### Directions for this task:
Each entry must appear in the answer exactly as it does here.

### Dataset records:
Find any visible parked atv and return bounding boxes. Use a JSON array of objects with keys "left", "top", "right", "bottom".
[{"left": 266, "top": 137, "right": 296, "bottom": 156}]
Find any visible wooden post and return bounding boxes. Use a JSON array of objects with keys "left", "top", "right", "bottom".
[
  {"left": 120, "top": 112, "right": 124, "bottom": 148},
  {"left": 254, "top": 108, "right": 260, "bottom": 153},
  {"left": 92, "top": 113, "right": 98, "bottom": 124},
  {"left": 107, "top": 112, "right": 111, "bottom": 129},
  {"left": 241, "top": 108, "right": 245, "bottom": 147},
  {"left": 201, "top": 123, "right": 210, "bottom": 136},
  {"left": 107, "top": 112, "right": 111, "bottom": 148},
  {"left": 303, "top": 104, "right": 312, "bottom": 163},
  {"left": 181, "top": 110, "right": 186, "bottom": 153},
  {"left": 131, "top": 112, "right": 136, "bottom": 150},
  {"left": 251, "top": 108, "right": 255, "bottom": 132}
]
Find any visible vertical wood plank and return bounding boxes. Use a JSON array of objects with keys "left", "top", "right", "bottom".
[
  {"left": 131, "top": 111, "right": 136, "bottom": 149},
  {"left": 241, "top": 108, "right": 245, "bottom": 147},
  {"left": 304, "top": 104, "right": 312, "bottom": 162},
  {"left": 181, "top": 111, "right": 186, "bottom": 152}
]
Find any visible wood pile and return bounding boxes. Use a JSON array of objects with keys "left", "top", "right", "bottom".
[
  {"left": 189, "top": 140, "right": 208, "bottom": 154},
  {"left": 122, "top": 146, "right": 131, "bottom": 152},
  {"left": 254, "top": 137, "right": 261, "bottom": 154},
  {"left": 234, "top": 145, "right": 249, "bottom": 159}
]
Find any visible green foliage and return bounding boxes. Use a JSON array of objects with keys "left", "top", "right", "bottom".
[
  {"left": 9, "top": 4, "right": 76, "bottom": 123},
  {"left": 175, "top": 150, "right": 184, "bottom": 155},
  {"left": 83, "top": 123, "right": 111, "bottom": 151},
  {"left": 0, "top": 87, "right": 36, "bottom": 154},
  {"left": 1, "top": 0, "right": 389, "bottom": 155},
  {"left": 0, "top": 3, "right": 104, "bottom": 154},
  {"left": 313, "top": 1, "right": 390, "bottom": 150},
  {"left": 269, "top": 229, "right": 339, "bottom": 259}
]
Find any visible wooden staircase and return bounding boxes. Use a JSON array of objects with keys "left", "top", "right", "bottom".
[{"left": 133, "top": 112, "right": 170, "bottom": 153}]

### Exercise solution:
Find any visible parked atv and return bounding boxes. Use a JSON array of objects with keys "left", "top", "right", "bottom".
[{"left": 266, "top": 137, "right": 296, "bottom": 156}]
Find any visible wooden post and return bounding boxes. Use a JSON array of objects with keys "left", "top", "right", "bottom".
[
  {"left": 120, "top": 112, "right": 124, "bottom": 148},
  {"left": 254, "top": 108, "right": 260, "bottom": 153},
  {"left": 92, "top": 113, "right": 98, "bottom": 124},
  {"left": 107, "top": 112, "right": 111, "bottom": 129},
  {"left": 241, "top": 108, "right": 245, "bottom": 147},
  {"left": 201, "top": 123, "right": 210, "bottom": 136},
  {"left": 107, "top": 112, "right": 111, "bottom": 148},
  {"left": 303, "top": 104, "right": 312, "bottom": 163},
  {"left": 181, "top": 110, "right": 186, "bottom": 153},
  {"left": 131, "top": 112, "right": 136, "bottom": 150},
  {"left": 251, "top": 108, "right": 255, "bottom": 132}
]
Find any visible vertical wood plank and return bounding boxes. Use a JSON array of objects with keys "left", "top", "right", "bottom".
[
  {"left": 131, "top": 111, "right": 136, "bottom": 149},
  {"left": 241, "top": 108, "right": 245, "bottom": 147},
  {"left": 304, "top": 104, "right": 312, "bottom": 162},
  {"left": 181, "top": 111, "right": 186, "bottom": 152}
]
Find any visible wood pile and return bounding boxes. Use a JSON array of objects with keys "left", "top", "right", "bottom".
[
  {"left": 189, "top": 140, "right": 208, "bottom": 154},
  {"left": 122, "top": 146, "right": 131, "bottom": 152},
  {"left": 254, "top": 137, "right": 261, "bottom": 154},
  {"left": 234, "top": 145, "right": 249, "bottom": 159}
]
Find any visible green foliage and return bounding boxes. Use a JSON array of objects with keys "left", "top", "right", "bottom".
[
  {"left": 9, "top": 4, "right": 76, "bottom": 123},
  {"left": 175, "top": 150, "right": 184, "bottom": 155},
  {"left": 83, "top": 123, "right": 111, "bottom": 151},
  {"left": 0, "top": 87, "right": 36, "bottom": 154},
  {"left": 1, "top": 0, "right": 389, "bottom": 155},
  {"left": 0, "top": 3, "right": 104, "bottom": 154},
  {"left": 313, "top": 1, "right": 390, "bottom": 150},
  {"left": 269, "top": 229, "right": 339, "bottom": 259}
]
Find any visible wooden staircase and return bounding boxes. Use a JSON array of objects with keys "left", "top", "right", "bottom".
[{"left": 133, "top": 112, "right": 170, "bottom": 153}]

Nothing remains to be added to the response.